- **What you will do**
Can you rescale everything from the line containing "Query: clear plastic stretch wrap" down to the line containing "(1426, 494)", giving all those lines again with the requests included? Multiply every coordinate in the answers by 1.5 and round to whole numbers, with halves going up.

- **Object position label entries**
— start —
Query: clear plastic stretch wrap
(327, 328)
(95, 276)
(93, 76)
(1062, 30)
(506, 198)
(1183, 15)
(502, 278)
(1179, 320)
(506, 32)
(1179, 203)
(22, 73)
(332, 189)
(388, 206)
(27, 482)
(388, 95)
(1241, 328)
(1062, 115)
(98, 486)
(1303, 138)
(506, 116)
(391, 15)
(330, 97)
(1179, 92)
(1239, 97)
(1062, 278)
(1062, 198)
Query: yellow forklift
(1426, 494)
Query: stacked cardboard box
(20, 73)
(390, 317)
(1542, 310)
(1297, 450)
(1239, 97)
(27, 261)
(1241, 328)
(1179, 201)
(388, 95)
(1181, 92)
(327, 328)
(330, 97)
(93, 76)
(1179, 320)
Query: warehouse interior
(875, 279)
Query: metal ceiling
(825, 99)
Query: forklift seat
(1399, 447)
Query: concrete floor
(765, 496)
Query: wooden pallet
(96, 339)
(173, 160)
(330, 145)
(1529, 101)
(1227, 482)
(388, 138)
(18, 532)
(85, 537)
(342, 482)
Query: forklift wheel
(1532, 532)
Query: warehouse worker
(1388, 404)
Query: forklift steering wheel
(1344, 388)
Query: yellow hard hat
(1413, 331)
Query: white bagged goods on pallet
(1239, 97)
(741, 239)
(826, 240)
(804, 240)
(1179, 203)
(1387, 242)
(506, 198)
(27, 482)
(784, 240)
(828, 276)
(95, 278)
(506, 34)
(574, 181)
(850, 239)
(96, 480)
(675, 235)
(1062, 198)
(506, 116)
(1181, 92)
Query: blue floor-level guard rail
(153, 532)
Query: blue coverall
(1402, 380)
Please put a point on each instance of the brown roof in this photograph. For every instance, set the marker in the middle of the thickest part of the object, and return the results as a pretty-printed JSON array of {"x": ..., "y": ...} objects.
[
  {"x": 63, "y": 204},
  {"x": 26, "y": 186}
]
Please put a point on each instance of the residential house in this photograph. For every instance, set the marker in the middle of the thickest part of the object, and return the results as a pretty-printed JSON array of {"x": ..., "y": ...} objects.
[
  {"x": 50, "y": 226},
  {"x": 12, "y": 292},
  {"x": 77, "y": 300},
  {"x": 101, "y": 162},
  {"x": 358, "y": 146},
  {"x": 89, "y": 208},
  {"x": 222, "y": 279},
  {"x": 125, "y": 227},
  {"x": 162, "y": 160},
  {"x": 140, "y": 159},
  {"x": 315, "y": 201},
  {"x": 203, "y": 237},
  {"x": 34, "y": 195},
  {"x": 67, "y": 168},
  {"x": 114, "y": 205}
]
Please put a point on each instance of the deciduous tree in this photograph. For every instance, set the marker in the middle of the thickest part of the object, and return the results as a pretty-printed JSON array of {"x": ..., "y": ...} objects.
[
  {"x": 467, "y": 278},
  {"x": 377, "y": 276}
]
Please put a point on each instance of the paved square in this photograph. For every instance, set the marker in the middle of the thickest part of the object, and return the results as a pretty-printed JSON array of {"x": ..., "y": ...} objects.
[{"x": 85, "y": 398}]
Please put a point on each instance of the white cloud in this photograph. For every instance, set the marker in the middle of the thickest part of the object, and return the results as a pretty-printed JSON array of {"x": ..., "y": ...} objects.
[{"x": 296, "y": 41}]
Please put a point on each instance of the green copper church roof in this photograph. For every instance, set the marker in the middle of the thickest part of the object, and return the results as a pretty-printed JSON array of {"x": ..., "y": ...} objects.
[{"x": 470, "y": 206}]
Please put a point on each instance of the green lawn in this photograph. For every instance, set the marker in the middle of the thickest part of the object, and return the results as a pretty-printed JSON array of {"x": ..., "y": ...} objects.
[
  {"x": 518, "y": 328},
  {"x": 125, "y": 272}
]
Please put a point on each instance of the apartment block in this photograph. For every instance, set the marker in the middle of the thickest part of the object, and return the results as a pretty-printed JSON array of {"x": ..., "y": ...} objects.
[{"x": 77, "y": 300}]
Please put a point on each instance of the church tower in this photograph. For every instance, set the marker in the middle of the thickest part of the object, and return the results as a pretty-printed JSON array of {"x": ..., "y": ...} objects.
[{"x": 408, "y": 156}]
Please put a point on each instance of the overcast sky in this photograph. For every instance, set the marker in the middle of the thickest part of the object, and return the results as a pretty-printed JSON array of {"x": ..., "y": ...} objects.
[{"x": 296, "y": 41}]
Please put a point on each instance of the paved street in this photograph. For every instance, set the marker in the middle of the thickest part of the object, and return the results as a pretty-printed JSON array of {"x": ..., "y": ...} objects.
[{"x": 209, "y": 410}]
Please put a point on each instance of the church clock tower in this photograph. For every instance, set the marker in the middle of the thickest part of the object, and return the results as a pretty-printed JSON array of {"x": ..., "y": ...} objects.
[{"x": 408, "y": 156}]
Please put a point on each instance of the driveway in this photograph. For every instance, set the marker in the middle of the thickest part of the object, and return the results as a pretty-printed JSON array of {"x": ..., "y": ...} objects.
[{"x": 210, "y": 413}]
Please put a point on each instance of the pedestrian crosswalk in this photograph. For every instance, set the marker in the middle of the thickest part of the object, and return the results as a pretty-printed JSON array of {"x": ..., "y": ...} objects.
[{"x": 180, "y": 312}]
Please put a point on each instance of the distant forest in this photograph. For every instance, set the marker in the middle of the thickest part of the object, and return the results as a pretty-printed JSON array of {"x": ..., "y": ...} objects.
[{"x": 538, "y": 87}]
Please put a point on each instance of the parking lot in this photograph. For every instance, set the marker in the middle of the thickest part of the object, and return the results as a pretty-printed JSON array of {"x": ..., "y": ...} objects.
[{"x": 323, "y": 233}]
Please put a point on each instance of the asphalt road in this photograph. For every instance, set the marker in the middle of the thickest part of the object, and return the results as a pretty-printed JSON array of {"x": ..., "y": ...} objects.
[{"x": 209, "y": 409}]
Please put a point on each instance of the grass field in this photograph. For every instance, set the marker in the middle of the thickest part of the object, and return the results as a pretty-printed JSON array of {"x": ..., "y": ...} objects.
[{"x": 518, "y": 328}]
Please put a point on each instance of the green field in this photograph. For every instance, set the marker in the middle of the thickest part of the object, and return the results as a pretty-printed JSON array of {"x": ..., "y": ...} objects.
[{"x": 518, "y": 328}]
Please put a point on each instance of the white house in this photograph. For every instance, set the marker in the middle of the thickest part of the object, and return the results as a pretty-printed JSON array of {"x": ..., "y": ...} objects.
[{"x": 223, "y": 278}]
— end —
— start —
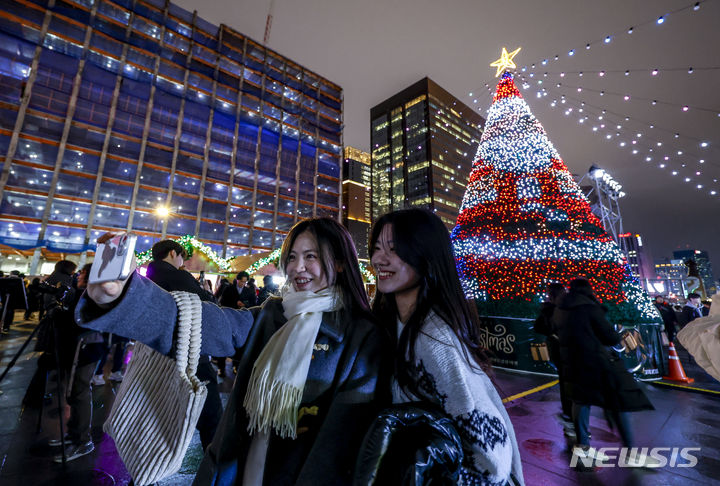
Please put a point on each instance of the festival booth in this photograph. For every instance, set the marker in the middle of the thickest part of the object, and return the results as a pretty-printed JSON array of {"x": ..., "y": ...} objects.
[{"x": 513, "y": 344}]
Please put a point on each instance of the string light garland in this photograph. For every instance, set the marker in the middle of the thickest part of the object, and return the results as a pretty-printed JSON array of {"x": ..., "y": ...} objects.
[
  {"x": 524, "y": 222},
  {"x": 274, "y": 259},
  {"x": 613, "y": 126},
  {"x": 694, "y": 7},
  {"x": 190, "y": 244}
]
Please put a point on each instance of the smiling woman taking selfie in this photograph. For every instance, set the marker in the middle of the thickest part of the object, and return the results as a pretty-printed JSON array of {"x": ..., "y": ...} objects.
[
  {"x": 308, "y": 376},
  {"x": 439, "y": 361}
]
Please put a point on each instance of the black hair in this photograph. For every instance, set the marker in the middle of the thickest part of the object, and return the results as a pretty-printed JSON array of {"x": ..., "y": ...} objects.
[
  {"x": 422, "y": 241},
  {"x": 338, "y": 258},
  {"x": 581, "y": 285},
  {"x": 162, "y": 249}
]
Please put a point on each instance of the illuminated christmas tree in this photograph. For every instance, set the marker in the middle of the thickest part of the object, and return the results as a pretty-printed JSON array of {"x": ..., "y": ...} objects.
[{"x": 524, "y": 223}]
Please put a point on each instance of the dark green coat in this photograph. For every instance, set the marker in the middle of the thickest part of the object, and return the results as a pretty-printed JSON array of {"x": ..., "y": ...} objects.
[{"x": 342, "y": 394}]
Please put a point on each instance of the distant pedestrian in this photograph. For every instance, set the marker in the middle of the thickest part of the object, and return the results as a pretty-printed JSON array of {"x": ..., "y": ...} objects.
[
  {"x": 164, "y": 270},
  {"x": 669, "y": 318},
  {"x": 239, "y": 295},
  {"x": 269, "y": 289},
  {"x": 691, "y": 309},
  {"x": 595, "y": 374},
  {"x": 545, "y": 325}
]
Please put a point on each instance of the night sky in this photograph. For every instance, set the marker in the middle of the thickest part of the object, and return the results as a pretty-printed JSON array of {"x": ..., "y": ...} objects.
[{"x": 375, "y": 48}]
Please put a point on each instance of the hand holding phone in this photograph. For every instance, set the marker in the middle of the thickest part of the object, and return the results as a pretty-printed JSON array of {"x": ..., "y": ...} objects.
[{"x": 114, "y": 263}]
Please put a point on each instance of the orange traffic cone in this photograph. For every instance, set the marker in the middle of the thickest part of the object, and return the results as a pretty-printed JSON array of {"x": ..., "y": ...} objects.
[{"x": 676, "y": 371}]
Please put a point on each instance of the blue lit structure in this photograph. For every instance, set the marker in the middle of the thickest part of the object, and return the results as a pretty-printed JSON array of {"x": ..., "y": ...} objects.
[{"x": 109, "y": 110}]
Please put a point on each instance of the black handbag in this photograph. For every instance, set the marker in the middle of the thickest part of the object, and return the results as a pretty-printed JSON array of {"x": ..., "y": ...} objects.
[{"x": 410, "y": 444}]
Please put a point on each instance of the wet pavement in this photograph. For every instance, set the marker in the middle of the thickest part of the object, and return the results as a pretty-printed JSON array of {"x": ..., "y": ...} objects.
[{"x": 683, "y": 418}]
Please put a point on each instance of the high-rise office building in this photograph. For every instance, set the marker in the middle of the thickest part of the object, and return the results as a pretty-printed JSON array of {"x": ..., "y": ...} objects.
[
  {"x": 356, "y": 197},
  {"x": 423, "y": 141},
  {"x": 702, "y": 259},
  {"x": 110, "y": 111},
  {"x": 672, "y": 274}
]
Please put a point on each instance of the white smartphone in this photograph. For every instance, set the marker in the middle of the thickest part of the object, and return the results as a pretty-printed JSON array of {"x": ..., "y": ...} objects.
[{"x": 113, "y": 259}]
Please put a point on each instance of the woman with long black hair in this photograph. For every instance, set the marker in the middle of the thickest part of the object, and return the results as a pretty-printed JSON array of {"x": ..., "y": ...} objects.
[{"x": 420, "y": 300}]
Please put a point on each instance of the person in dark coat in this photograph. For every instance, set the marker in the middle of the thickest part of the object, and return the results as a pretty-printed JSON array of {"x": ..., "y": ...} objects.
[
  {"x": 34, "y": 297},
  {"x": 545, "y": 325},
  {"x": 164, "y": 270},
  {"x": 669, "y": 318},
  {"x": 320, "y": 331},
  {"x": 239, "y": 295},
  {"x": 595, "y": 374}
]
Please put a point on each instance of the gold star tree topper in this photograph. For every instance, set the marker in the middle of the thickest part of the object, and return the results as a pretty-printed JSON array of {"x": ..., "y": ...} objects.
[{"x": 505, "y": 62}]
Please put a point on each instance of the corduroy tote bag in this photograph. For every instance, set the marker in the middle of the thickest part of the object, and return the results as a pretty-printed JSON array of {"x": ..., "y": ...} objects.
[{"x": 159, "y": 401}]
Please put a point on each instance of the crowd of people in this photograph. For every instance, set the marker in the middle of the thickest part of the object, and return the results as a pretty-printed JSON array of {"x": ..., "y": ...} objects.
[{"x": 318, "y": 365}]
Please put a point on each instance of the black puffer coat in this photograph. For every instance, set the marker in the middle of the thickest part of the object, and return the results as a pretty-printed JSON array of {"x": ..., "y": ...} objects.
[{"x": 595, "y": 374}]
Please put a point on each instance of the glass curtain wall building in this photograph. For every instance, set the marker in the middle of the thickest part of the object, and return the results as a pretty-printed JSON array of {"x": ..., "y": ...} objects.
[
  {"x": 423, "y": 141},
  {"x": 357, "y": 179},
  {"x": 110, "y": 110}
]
— end —
- **Response**
Query: clear plastic stretch wrap
(491, 492)
(143, 414)
(140, 114)
(1593, 45)
(759, 297)
(1775, 23)
(753, 417)
(1769, 480)
(759, 48)
(1769, 305)
(33, 110)
(498, 284)
(582, 309)
(41, 723)
(582, 143)
(1862, 492)
(1593, 173)
(147, 729)
(1955, 207)
(759, 174)
(587, 23)
(495, 146)
(1769, 138)
(1859, 146)
(1593, 417)
(1593, 297)
Query: yellow forklift
(2139, 741)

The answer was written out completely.